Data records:

▶

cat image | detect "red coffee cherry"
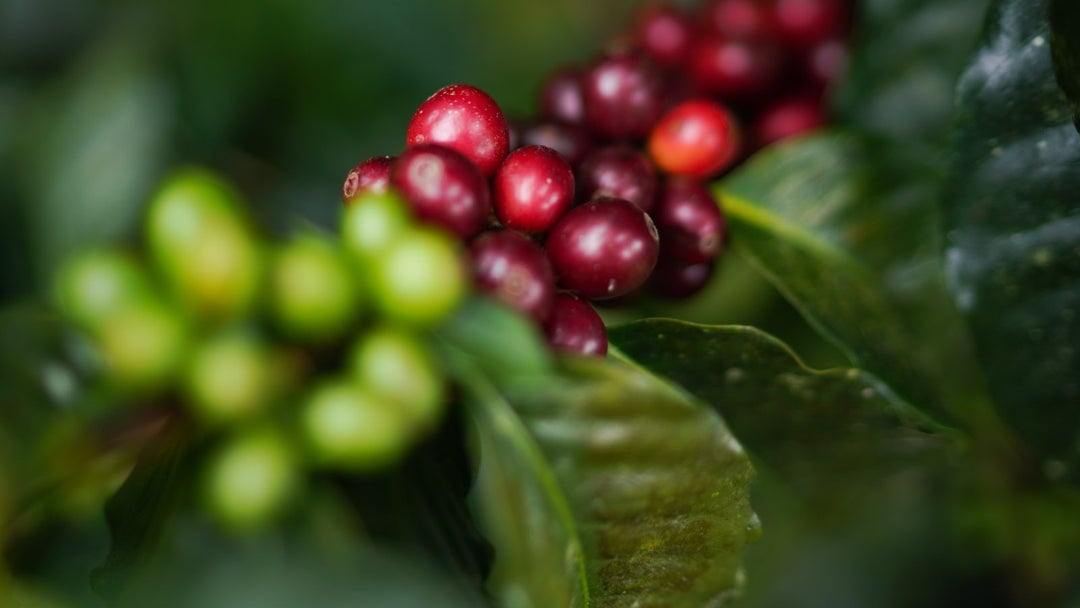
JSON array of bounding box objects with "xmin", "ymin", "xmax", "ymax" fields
[
  {"xmin": 390, "ymin": 144, "xmax": 491, "ymax": 239},
  {"xmin": 649, "ymin": 258, "xmax": 715, "ymax": 298},
  {"xmin": 648, "ymin": 99, "xmax": 741, "ymax": 178},
  {"xmin": 752, "ymin": 95, "xmax": 825, "ymax": 148},
  {"xmin": 687, "ymin": 33, "xmax": 785, "ymax": 102},
  {"xmin": 406, "ymin": 84, "xmax": 510, "ymax": 177},
  {"xmin": 772, "ymin": 0, "xmax": 847, "ymax": 49},
  {"xmin": 538, "ymin": 68, "xmax": 587, "ymax": 126},
  {"xmin": 652, "ymin": 178, "xmax": 727, "ymax": 264},
  {"xmin": 545, "ymin": 196, "xmax": 659, "ymax": 300},
  {"xmin": 581, "ymin": 51, "xmax": 666, "ymax": 140},
  {"xmin": 633, "ymin": 3, "xmax": 695, "ymax": 68},
  {"xmin": 543, "ymin": 293, "xmax": 608, "ymax": 356},
  {"xmin": 520, "ymin": 121, "xmax": 594, "ymax": 167},
  {"xmin": 470, "ymin": 230, "xmax": 556, "ymax": 323},
  {"xmin": 493, "ymin": 146, "xmax": 575, "ymax": 234},
  {"xmin": 343, "ymin": 156, "xmax": 395, "ymax": 203},
  {"xmin": 576, "ymin": 145, "xmax": 657, "ymax": 212}
]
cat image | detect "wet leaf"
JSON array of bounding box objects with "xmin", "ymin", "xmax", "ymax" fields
[
  {"xmin": 943, "ymin": 0, "xmax": 1080, "ymax": 474},
  {"xmin": 610, "ymin": 319, "xmax": 950, "ymax": 498}
]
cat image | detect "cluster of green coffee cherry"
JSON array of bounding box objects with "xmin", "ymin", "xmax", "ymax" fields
[{"xmin": 54, "ymin": 168, "xmax": 468, "ymax": 530}]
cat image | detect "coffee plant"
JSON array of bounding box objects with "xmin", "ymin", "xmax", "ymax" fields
[{"xmin": 1, "ymin": 0, "xmax": 1078, "ymax": 606}]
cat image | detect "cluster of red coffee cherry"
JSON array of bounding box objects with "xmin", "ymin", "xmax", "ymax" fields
[{"xmin": 342, "ymin": 0, "xmax": 849, "ymax": 357}]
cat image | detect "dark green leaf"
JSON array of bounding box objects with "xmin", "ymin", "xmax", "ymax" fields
[
  {"xmin": 609, "ymin": 320, "xmax": 950, "ymax": 499},
  {"xmin": 91, "ymin": 428, "xmax": 195, "ymax": 603},
  {"xmin": 717, "ymin": 132, "xmax": 975, "ymax": 417},
  {"xmin": 435, "ymin": 296, "xmax": 553, "ymax": 388},
  {"xmin": 943, "ymin": 0, "xmax": 1080, "ymax": 472},
  {"xmin": 334, "ymin": 410, "xmax": 492, "ymax": 603},
  {"xmin": 1050, "ymin": 0, "xmax": 1080, "ymax": 131},
  {"xmin": 834, "ymin": 0, "xmax": 991, "ymax": 149},
  {"xmin": 107, "ymin": 513, "xmax": 480, "ymax": 608},
  {"xmin": 461, "ymin": 355, "xmax": 758, "ymax": 607}
]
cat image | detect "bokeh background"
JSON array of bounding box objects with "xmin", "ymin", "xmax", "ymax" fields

◀

ASSIGNMENT:
Across the data, find each line that has "cluster" in it and copy that line.

EXERCISE RESULT:
cat image | detect "cluster of green coffee cherry"
cat image | detect "cluster of red coffee cherry"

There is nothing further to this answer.